Por favor, presenta como lista numerada el tramo que va desde el comienzo de los ítems de abajo hasta la línea que contiene "[23, 33, 442, 407]", ambos extremos incluidos. Omite las líneas en blanco.

"""

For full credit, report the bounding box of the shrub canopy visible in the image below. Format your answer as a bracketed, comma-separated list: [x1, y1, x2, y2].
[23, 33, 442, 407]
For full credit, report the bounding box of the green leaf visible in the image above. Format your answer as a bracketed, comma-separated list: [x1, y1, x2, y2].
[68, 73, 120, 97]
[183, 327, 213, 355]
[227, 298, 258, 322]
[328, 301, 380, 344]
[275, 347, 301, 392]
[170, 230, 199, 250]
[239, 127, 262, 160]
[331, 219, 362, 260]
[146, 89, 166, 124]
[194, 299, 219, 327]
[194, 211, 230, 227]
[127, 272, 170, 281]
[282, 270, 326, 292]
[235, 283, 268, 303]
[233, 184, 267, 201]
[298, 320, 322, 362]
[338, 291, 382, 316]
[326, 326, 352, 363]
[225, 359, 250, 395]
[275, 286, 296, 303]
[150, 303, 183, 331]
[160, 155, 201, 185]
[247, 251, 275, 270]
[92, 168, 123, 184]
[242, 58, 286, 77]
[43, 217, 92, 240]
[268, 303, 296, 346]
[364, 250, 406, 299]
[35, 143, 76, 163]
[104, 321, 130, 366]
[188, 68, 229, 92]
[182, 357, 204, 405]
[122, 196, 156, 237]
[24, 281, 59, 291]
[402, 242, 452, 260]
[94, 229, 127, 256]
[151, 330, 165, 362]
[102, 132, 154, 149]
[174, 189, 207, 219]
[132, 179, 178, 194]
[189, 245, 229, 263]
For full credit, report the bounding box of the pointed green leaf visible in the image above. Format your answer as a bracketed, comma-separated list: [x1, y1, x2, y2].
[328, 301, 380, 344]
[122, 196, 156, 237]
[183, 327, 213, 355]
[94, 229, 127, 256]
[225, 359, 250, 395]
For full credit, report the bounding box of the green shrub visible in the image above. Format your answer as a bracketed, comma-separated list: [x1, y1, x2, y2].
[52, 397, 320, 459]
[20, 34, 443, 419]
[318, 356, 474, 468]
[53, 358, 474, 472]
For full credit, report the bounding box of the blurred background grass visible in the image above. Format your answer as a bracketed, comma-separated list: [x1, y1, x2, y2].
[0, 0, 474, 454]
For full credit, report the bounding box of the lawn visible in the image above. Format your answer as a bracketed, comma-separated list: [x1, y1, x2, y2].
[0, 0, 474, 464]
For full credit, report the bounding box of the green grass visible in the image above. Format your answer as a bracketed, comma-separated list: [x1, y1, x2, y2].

"""

RESULTADO OBTENIDO:
1. For full credit, report the bounding box of the shrub canopy visible in the image below. Format your answer as a bracketed, comma-separated list: [x1, y1, x2, y2].
2. [23, 33, 442, 407]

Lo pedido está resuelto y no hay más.